Do this :: Which lines in the items below contain the word "wall"? Pull out each of those lines and copy it unchanged.

Object location labeling entries:

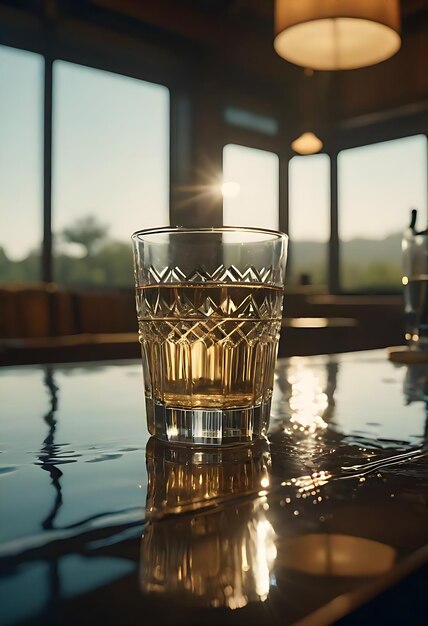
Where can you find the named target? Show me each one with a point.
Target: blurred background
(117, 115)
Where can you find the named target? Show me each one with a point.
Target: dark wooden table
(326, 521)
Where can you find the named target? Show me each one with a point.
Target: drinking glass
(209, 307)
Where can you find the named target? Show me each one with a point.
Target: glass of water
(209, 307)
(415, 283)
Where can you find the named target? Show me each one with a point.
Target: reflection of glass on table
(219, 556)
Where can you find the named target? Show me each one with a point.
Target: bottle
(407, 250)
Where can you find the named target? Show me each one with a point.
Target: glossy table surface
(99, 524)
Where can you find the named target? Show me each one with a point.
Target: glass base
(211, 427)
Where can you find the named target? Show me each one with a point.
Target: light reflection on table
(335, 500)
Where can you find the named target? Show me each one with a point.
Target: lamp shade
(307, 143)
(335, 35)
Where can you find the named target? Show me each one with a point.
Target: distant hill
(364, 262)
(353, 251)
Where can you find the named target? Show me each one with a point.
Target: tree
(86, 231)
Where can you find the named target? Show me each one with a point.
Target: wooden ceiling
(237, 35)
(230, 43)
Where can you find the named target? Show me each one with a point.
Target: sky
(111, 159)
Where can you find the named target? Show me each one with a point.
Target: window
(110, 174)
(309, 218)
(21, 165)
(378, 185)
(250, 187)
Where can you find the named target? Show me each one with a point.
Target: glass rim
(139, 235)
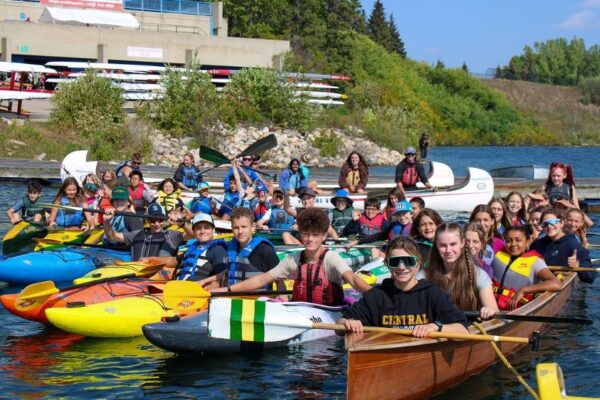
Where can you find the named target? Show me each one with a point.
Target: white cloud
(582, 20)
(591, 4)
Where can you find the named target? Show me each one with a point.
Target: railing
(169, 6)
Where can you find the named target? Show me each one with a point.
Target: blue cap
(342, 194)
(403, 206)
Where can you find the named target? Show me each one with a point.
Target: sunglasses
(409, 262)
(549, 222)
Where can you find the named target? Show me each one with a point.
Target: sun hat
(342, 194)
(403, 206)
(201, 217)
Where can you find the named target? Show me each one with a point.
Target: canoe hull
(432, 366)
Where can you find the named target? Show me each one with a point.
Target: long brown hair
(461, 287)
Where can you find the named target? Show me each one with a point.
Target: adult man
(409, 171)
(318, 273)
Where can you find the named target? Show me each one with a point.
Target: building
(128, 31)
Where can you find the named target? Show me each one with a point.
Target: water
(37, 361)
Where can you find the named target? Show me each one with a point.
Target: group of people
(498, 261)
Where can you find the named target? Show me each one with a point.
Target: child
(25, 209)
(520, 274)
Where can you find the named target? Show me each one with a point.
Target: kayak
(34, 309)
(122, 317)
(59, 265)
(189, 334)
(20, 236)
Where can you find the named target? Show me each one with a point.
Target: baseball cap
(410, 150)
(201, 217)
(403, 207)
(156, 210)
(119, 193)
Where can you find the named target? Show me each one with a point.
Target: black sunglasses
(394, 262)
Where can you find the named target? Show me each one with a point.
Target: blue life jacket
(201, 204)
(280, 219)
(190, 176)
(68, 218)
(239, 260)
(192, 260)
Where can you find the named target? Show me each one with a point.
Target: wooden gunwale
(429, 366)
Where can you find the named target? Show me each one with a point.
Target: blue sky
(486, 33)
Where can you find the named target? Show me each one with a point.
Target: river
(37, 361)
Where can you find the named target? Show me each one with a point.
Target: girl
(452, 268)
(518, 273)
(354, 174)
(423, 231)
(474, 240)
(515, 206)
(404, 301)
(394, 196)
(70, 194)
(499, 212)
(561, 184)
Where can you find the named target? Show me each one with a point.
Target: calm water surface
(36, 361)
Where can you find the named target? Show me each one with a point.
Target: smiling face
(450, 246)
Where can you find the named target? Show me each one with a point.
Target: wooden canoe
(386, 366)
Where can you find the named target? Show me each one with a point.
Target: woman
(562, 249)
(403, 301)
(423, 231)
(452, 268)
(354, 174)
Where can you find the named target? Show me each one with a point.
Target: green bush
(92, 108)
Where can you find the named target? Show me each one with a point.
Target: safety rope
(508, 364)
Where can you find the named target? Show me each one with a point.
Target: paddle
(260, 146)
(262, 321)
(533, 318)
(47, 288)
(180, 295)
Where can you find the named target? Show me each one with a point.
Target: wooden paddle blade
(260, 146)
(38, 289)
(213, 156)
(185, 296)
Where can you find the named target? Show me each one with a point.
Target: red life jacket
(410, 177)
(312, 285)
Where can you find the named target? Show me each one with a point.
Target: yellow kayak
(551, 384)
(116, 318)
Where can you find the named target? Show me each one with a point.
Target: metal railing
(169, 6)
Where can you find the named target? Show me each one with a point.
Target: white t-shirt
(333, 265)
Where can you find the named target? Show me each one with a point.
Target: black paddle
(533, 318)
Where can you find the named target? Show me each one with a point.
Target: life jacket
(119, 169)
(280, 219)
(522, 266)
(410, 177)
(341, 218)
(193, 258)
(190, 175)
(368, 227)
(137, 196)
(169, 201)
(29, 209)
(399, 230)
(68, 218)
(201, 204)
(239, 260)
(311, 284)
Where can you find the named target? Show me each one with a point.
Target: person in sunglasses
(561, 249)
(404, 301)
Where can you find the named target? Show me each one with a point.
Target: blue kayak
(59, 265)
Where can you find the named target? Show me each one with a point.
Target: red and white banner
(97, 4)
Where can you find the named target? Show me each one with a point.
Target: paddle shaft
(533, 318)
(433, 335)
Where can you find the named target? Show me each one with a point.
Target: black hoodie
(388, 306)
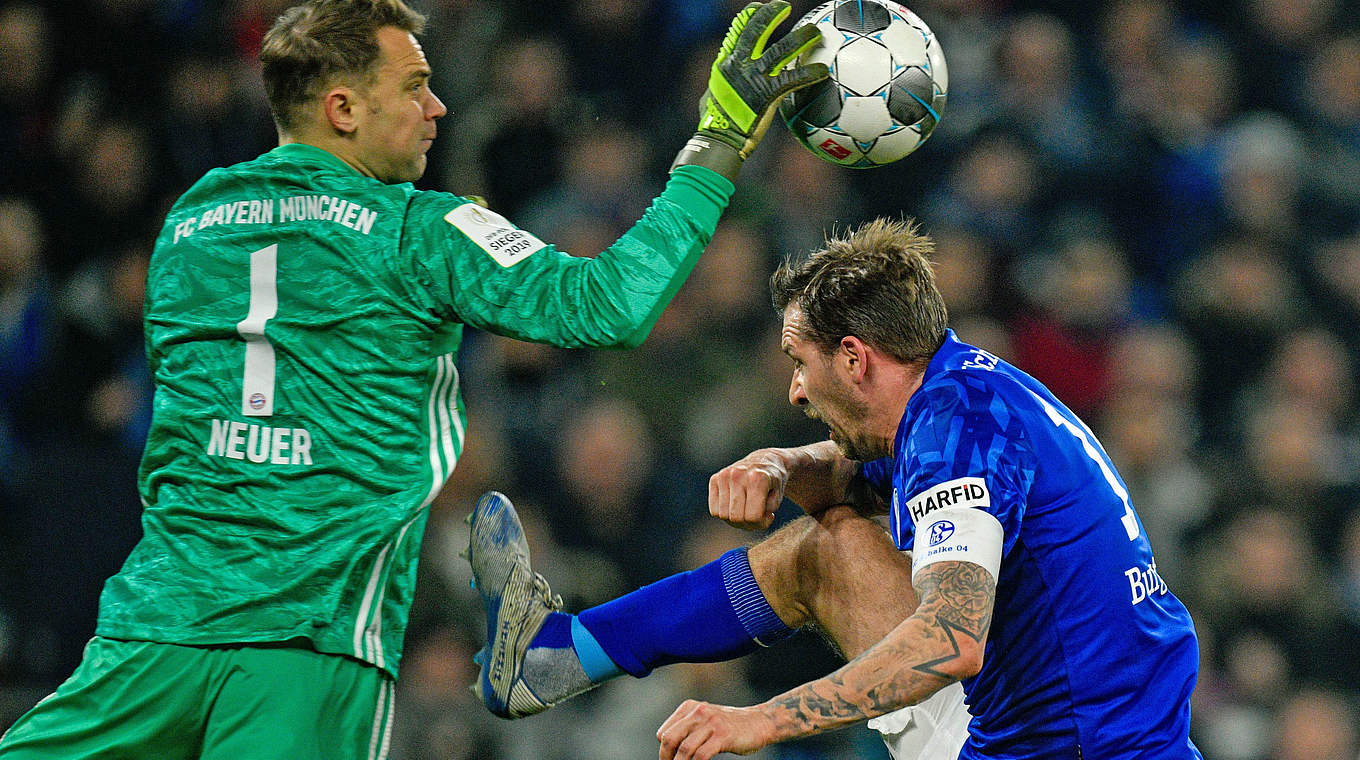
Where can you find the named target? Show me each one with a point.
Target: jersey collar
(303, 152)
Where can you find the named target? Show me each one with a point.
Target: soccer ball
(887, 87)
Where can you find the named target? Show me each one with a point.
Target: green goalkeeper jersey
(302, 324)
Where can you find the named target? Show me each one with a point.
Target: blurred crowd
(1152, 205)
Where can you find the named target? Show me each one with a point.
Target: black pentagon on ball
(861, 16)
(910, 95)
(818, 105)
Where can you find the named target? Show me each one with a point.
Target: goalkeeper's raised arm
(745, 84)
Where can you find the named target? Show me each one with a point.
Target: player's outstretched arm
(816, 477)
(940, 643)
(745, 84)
--
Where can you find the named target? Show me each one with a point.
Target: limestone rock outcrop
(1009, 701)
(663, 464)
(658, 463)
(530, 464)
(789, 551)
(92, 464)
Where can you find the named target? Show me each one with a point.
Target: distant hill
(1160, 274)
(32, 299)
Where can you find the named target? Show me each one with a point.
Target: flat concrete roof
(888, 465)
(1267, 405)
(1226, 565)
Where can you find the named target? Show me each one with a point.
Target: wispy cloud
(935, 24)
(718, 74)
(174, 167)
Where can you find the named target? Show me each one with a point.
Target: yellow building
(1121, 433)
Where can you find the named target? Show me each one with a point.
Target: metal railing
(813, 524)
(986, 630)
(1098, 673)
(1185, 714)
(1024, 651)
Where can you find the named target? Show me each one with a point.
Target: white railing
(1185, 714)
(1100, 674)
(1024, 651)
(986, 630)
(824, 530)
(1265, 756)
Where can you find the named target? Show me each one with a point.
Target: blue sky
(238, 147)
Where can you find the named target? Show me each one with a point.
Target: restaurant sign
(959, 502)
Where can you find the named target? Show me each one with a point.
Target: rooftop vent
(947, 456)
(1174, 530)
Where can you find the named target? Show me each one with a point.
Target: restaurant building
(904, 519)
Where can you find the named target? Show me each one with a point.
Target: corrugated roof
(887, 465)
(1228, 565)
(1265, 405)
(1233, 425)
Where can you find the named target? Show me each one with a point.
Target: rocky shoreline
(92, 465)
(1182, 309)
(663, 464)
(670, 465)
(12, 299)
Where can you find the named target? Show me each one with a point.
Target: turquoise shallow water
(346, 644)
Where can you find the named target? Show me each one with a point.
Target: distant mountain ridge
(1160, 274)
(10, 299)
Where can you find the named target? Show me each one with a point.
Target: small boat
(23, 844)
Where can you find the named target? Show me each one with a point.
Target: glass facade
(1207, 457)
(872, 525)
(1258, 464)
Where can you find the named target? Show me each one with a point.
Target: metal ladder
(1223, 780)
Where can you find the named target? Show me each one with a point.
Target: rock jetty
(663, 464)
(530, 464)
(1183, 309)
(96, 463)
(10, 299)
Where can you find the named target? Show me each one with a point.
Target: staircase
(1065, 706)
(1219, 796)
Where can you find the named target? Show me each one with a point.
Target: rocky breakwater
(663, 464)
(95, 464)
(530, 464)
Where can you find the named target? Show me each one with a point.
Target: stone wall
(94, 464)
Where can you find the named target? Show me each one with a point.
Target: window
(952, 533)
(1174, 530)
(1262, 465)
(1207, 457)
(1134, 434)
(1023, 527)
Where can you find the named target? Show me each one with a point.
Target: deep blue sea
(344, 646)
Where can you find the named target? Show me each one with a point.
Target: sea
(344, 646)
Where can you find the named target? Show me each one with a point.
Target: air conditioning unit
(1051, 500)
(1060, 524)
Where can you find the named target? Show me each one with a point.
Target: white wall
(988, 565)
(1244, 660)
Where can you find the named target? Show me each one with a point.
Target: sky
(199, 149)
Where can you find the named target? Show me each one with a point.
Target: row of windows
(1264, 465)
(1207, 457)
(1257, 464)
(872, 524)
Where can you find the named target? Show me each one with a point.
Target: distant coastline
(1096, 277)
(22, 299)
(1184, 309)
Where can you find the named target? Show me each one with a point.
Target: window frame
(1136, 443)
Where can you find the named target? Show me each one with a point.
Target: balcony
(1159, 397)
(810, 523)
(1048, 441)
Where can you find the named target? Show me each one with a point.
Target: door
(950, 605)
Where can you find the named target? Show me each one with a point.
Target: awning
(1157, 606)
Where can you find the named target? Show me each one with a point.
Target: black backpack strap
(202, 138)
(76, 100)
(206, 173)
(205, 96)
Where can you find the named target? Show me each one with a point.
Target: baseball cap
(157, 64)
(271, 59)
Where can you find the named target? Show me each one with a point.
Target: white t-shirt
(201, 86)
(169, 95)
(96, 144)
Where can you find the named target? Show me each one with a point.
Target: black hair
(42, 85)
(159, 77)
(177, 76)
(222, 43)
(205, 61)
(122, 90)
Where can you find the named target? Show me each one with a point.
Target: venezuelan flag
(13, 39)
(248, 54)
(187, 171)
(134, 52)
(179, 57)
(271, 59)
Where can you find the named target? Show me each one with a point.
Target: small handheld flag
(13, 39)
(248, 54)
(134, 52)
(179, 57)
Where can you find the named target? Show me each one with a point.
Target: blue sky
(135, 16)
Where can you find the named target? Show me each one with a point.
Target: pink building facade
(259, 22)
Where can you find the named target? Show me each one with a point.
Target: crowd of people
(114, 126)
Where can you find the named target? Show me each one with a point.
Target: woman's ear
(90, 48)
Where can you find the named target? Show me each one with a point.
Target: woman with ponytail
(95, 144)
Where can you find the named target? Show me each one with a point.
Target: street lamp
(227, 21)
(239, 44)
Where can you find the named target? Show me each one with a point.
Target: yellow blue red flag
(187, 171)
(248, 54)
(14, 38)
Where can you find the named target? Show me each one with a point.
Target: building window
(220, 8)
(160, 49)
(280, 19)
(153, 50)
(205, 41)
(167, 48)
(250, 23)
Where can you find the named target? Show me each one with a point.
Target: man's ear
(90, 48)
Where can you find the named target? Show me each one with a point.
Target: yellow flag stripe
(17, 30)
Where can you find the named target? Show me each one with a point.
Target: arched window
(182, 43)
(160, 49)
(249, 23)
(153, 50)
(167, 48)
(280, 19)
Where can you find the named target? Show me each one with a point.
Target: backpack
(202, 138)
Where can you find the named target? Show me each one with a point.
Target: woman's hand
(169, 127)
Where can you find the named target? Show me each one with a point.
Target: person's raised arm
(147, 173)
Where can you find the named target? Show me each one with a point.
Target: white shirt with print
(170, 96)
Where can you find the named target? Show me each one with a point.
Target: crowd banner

Completed exercise ::
Target: stone wall
Target: white wall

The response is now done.